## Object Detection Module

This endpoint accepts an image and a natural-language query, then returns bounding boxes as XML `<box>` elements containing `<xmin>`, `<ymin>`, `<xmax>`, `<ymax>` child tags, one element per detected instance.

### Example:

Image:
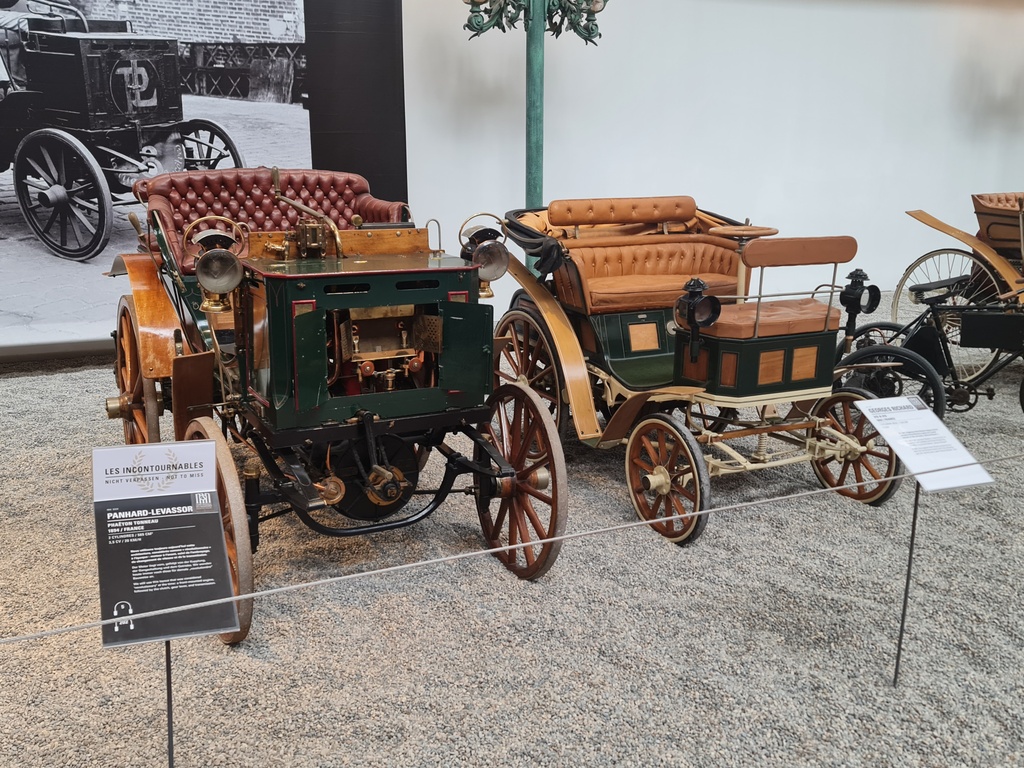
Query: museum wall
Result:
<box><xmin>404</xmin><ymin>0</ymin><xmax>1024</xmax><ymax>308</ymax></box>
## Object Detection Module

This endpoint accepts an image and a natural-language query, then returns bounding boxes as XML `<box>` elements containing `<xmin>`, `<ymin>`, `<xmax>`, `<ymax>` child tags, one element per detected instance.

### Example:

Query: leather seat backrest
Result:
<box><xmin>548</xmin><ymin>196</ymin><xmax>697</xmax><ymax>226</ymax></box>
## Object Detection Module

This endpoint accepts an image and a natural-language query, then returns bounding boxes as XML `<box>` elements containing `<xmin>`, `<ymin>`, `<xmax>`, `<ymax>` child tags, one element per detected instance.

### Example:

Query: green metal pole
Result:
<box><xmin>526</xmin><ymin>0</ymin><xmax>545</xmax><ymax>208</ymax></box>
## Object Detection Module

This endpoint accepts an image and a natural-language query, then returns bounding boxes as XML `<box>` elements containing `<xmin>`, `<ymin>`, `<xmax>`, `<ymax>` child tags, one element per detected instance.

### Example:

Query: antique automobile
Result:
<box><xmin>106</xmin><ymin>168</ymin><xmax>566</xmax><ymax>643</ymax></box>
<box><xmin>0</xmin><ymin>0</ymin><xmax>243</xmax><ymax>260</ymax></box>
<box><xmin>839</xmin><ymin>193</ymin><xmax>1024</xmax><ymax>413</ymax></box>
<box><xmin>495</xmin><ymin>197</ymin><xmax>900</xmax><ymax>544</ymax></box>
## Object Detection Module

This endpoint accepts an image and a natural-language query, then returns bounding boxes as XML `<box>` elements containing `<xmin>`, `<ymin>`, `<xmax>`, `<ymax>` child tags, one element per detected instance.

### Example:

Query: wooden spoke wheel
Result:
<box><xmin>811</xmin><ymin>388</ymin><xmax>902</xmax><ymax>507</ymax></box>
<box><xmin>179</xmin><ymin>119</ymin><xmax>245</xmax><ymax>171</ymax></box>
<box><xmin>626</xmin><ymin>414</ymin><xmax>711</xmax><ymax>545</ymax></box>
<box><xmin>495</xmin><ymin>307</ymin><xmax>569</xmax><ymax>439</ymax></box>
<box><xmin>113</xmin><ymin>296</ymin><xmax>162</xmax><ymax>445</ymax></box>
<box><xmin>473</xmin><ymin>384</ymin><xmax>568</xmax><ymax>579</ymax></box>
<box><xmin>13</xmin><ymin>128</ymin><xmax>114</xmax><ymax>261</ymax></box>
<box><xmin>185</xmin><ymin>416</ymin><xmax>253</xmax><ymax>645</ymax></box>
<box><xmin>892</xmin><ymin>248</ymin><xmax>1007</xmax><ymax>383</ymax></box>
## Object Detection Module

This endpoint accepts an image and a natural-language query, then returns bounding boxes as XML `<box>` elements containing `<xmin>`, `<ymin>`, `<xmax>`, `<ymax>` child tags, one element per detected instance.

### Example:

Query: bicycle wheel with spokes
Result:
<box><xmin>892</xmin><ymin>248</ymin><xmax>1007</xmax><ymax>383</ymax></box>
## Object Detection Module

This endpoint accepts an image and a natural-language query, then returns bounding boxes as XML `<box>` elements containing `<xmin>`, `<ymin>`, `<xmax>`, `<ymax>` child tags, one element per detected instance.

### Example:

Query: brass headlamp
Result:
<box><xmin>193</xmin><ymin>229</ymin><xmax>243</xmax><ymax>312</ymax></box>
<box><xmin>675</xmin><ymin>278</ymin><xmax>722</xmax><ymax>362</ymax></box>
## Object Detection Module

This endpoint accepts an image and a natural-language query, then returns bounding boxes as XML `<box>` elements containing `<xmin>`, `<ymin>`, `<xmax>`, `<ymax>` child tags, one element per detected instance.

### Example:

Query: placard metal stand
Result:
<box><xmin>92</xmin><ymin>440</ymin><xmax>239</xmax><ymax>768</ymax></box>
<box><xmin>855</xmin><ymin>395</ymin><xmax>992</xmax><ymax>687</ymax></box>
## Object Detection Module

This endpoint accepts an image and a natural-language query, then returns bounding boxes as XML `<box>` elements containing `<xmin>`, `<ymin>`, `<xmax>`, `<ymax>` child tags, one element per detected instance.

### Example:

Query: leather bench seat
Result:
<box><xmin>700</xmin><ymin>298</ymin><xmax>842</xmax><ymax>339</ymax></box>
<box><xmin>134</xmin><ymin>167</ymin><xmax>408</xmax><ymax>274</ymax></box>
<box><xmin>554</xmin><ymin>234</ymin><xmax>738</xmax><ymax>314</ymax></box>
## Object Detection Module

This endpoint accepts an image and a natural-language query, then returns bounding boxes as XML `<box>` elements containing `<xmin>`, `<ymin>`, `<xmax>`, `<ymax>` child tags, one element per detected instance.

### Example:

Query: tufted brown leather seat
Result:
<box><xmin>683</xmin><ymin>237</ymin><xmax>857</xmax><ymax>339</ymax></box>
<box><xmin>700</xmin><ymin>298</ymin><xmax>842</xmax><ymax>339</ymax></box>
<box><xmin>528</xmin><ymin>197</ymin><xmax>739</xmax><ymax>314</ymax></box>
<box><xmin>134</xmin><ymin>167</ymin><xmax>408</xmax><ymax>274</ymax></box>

* * *

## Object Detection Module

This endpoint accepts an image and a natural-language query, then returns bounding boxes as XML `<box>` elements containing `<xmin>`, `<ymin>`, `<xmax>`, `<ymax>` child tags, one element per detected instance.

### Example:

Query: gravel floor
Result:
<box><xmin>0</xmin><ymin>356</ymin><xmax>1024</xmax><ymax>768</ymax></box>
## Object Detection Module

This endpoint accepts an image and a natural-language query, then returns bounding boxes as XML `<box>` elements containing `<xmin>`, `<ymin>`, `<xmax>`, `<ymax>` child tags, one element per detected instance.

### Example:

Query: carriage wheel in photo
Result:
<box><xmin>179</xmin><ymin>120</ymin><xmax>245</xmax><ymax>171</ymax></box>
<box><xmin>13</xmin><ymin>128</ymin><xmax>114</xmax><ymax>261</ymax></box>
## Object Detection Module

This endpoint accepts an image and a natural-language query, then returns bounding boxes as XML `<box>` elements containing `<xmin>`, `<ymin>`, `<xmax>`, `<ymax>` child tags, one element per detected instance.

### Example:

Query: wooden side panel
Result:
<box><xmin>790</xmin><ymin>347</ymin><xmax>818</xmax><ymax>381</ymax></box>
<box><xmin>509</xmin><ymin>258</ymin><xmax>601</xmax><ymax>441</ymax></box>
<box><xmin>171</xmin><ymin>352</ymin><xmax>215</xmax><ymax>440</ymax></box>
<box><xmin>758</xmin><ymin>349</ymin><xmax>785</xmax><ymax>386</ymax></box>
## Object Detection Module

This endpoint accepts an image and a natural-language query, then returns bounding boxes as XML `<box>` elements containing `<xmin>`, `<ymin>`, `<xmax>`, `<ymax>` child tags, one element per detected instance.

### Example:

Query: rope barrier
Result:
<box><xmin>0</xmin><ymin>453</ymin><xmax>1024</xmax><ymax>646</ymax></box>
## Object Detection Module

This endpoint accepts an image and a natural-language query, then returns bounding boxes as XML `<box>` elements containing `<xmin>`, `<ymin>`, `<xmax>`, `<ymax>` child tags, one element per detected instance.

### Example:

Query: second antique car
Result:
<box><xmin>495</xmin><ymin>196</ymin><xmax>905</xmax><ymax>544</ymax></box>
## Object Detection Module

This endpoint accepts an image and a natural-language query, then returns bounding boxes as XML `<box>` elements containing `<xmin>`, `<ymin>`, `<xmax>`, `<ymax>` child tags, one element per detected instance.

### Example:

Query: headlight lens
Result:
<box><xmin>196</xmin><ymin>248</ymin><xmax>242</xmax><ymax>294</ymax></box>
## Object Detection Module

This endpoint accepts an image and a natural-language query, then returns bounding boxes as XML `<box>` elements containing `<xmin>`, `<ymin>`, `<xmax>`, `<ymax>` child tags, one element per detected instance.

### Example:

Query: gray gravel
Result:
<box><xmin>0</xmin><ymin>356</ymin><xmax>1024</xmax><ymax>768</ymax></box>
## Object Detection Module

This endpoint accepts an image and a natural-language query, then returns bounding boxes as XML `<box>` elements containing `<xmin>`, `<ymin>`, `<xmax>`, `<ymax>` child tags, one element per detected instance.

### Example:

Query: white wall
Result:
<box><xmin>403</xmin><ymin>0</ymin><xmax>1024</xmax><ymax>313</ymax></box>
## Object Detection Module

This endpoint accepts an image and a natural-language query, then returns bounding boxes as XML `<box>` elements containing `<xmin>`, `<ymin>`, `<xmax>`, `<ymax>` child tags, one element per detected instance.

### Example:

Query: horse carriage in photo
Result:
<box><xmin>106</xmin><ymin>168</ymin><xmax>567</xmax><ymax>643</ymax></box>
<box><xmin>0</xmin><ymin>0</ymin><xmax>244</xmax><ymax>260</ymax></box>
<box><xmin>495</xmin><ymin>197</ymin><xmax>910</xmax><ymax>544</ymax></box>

## SET PROBLEM:
Find every line in the items above that contains the word "photo", treating uppercase and lowercase as different, and copy each of those lines.

## RESPONSE TO THIS EXERCISE:
Query: carriage wheel in photo
Query: horse carriage in photo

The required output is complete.